Task brief:
Copy every line from the one containing "Could you please locate the water" through the last line of the records below, both included, and nothing else.

Pointing dataset excerpts:
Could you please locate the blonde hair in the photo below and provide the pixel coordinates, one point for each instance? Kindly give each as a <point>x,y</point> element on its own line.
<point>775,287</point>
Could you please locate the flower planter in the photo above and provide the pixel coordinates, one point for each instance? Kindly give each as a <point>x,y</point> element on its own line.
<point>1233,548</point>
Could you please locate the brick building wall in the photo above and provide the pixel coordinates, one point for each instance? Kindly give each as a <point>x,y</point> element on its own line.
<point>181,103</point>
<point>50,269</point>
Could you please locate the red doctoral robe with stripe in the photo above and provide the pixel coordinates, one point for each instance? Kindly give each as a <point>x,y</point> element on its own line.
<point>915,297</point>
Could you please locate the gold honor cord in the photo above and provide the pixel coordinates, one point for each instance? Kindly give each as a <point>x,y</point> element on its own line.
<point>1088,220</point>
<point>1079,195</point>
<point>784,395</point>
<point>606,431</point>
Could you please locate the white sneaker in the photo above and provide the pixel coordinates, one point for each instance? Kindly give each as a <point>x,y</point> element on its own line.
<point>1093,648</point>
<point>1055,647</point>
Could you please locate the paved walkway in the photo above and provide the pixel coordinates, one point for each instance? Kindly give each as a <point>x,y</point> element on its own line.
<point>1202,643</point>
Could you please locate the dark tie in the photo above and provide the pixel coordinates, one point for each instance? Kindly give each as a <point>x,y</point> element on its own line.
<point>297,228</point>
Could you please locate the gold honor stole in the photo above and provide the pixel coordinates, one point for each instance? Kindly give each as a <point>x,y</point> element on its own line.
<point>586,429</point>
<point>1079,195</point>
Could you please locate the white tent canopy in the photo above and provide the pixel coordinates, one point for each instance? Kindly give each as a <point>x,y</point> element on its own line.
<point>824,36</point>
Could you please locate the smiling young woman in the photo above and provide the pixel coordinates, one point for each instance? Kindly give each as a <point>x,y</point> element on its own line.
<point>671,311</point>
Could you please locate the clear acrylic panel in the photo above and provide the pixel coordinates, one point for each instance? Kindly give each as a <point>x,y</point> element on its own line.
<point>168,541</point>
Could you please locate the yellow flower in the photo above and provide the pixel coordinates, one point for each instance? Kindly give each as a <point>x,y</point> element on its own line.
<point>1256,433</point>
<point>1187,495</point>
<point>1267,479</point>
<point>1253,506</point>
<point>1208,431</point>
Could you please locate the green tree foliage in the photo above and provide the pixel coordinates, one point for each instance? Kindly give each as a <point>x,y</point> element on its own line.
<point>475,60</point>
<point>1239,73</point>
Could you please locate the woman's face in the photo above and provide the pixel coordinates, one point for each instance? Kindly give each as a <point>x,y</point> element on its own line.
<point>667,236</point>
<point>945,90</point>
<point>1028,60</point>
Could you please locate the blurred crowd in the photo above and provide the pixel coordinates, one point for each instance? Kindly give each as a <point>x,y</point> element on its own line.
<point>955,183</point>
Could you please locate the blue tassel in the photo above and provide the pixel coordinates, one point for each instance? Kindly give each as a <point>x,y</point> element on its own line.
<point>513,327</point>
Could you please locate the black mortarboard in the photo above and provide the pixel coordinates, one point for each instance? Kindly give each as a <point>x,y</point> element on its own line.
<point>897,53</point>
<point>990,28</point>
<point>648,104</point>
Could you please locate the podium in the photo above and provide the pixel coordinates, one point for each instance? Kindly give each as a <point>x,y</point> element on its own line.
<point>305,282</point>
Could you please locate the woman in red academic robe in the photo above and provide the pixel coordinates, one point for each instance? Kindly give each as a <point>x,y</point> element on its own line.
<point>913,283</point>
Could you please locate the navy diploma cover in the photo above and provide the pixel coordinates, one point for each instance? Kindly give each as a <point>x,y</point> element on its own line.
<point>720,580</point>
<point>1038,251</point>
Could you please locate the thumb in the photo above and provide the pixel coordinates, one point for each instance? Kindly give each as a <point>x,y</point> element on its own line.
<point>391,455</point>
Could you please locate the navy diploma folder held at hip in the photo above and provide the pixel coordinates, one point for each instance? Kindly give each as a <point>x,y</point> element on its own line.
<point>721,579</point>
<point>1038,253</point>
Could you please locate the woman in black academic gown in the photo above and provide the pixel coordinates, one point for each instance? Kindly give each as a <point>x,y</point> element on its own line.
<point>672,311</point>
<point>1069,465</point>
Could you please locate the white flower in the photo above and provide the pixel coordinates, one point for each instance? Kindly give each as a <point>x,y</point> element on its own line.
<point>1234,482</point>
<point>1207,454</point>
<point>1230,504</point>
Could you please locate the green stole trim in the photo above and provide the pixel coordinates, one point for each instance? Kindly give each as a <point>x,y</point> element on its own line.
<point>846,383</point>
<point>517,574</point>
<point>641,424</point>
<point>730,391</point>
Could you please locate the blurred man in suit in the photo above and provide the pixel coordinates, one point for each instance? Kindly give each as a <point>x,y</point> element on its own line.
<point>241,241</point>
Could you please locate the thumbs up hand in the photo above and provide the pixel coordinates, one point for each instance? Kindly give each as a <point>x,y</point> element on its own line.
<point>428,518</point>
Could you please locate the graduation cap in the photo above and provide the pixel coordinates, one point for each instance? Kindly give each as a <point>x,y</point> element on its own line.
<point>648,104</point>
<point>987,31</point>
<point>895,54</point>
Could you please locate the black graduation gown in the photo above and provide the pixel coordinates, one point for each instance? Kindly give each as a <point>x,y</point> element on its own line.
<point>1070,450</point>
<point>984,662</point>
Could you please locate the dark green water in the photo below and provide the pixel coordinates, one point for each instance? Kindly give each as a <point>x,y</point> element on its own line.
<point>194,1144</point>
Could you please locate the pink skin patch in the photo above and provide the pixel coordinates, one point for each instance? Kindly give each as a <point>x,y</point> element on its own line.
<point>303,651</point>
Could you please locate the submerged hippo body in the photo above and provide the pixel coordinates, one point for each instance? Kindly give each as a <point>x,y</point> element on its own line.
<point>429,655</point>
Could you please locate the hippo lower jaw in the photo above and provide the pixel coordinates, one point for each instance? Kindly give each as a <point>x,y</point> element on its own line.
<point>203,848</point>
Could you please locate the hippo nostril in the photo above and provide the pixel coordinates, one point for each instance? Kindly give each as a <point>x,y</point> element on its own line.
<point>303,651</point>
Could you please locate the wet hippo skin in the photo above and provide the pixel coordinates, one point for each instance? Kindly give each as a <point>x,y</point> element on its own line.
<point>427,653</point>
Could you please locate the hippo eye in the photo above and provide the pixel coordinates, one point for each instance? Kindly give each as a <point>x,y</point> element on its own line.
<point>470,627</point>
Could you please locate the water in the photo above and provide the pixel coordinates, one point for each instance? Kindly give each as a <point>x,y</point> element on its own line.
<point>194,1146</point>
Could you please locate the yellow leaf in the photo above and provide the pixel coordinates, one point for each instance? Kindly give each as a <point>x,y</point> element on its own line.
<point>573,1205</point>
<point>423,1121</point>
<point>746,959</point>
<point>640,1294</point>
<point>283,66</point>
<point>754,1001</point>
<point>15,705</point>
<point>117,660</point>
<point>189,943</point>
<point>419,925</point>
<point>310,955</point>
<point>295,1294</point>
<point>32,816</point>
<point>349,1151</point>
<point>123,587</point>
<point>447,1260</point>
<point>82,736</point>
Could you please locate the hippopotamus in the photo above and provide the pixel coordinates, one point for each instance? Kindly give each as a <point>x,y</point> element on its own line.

Exercise result:
Could you please locate the water in the photo above and provide the pixel coordinates, one point for each instance? Kindly give each as a <point>x,y</point> element on its own line.
<point>194,1146</point>
Could you please locate the yellow leaf in the photo above and provide the pixel coordinates, one point for each instance? Kindly give each as a <point>x,y</point> element on its own line.
<point>573,1205</point>
<point>423,1121</point>
<point>746,959</point>
<point>640,1294</point>
<point>283,66</point>
<point>754,1001</point>
<point>15,705</point>
<point>117,660</point>
<point>189,943</point>
<point>419,925</point>
<point>310,955</point>
<point>295,1294</point>
<point>32,816</point>
<point>349,1151</point>
<point>123,587</point>
<point>447,1260</point>
<point>82,736</point>
Could you please locate the hippopotamus in the photo above and provide the pixel coordinates, one point for each instance? Kindly give each as a <point>x,y</point> element on its own line.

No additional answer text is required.